• Set exercise: State only the number of lines in the items below that contain the word "grass".
==============================
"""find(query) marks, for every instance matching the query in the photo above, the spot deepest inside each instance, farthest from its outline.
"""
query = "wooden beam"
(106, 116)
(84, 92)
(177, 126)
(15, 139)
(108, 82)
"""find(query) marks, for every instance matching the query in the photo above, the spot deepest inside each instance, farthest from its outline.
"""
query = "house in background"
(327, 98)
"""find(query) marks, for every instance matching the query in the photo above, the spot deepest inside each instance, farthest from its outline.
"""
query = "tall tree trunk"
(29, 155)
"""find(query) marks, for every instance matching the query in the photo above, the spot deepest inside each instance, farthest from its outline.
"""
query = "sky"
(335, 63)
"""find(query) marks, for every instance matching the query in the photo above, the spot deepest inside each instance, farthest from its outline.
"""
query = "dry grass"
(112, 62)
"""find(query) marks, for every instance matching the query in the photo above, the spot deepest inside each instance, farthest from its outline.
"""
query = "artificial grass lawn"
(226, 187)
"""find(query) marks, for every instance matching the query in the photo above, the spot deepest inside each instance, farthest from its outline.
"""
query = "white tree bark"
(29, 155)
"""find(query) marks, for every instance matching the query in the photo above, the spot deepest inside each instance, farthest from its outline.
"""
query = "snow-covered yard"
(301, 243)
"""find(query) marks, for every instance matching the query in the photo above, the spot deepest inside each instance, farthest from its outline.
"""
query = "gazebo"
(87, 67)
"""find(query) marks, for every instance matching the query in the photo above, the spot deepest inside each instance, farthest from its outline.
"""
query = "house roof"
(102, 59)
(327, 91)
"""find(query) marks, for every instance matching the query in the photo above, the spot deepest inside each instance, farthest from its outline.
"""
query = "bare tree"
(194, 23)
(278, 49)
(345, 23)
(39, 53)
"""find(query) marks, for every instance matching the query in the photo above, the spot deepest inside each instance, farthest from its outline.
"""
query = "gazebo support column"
==============================
• Answer for the task: 2